#### DATASET RECORDS
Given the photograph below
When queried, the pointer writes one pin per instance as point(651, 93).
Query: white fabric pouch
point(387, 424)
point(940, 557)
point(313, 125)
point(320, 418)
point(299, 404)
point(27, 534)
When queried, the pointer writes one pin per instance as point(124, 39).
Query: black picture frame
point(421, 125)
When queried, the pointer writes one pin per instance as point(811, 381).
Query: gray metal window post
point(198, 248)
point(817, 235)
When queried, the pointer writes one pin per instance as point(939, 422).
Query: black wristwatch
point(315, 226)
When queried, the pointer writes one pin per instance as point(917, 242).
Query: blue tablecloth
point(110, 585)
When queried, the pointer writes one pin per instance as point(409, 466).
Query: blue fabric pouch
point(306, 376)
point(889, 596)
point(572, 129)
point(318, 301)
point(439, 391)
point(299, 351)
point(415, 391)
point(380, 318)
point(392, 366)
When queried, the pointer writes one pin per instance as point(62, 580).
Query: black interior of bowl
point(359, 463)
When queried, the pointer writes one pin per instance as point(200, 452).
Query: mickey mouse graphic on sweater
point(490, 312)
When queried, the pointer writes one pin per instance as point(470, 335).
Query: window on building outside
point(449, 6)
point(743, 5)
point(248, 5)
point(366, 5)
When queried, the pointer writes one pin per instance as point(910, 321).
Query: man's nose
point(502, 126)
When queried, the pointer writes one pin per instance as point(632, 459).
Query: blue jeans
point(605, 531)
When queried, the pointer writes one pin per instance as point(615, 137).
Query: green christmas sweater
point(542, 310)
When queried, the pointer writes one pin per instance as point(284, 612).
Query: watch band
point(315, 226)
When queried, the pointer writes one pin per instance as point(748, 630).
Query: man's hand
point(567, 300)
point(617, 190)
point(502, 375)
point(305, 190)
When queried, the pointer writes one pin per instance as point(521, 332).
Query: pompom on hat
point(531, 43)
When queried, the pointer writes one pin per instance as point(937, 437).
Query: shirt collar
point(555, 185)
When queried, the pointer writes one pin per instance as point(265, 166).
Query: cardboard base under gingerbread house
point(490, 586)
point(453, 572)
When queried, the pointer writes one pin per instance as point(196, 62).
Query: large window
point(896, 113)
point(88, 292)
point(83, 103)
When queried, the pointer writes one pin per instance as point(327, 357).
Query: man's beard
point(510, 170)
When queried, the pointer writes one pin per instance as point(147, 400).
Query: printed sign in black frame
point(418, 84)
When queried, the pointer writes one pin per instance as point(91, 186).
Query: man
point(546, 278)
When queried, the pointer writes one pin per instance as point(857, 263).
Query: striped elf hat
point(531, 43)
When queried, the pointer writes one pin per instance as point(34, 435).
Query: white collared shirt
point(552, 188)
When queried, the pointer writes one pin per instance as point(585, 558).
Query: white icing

#### DESCRIPTION OF THE TASK
Copy out every one of the rows above again, word for word and in the same order.

#### RESULT OF THIS TASK
Given the photograph below
When queried, the pointer writes one pin per instance as point(651, 93).
Query: white fabric pouch
point(387, 424)
point(940, 557)
point(313, 125)
point(320, 418)
point(299, 404)
point(27, 534)
When queried, the pointer writes one pin per instance as point(124, 39).
Query: black picture frame
point(421, 125)
When queried, the pointer writes one pin per instance as point(811, 381).
Query: gray metal window post
point(198, 248)
point(817, 235)
When queried, the pointer writes one pin per instance as point(939, 422).
Query: black wristwatch
point(315, 226)
When queried, the pointer writes one pin per instance as point(917, 242).
Query: blue tablecloth
point(110, 585)
When queried, the pointer writes one pin per instance as point(409, 466).
Query: blue fabric pouch
point(306, 376)
point(889, 596)
point(572, 129)
point(318, 301)
point(439, 391)
point(299, 351)
point(415, 391)
point(380, 318)
point(392, 366)
When queried, the pointer writes one pin per instance as point(62, 580).
Query: black interior of bowl
point(359, 463)
When queried, the pointer writes one pin per instance as point(200, 452).
Query: mickey mouse graphic on sweater
point(490, 312)
When queried, the pointer writes one pin per instance as point(470, 335).
Query: window on building outside
point(449, 6)
point(743, 5)
point(248, 5)
point(366, 5)
When queried, the pointer writes one pin per instance as point(910, 321).
Query: man's nose
point(502, 126)
When queried, the pointer writes one pin per instance as point(632, 459).
Query: blue jeans
point(605, 531)
When queried, the pointer writes one pin per instance as point(615, 137).
Query: green christmas sweater
point(542, 310)
When queried, the pointer writes one pin per instance as point(284, 612).
Query: watch band
point(315, 226)
When queried, the pointer writes one pin per instance as point(748, 630).
Query: man's hand
point(567, 300)
point(617, 190)
point(502, 375)
point(305, 190)
When queried, the pointer writes one pin per instance as point(521, 332).
Query: pompom on hat
point(531, 43)
When queried, the pointer writes one pin per instance as point(937, 437).
Query: shirt collar
point(555, 185)
When queried, the pointer writes one pin per instance as point(265, 166).
Query: cardboard base under gingerbread house
point(490, 586)
point(453, 572)
When queried, the pointer writes one pin per instance as point(196, 62).
Query: large window
point(896, 113)
point(88, 292)
point(83, 103)
When queried, the pointer writes one pin per instance as point(327, 357).
Query: man's beard
point(510, 170)
When queried, the pointer writes one pin per instance as point(147, 400).
Query: printed sign in black frame
point(418, 84)
When queried, the pointer writes one pin per instance as point(91, 186).
Query: man
point(546, 278)
When queried, the pointer writes one pin per instance as point(857, 263).
Query: striped elf hat
point(531, 43)
When queried, the pointer writes one pin per instance as point(34, 435).
Query: white collared shirt
point(552, 188)
When queried, the pointer writes one pin per instance as point(585, 558).
Query: white icing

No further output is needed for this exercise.